+++ Data entries
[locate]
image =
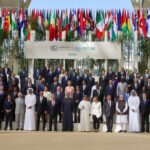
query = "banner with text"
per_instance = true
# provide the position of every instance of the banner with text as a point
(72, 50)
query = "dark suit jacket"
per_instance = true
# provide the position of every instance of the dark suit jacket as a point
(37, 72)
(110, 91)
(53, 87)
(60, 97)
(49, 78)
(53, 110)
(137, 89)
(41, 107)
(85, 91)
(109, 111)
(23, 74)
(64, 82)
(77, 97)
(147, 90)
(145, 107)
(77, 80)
++++++
+++ Data entries
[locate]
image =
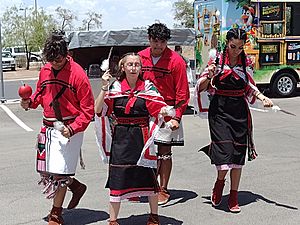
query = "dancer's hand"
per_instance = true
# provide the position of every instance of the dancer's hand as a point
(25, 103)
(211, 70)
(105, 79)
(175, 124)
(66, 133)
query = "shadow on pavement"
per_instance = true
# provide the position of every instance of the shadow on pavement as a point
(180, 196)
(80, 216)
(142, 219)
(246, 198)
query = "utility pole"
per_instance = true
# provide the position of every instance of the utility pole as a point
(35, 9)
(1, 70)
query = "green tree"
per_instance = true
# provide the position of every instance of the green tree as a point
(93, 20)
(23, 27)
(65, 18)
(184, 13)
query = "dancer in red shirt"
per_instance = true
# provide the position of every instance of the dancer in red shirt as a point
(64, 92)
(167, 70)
++++++
From the material above, extract every line containing the word "pavement", matching case exactly.

query = "shadow on pavement"
# provide the position of every instance of the shadow on pavement as a point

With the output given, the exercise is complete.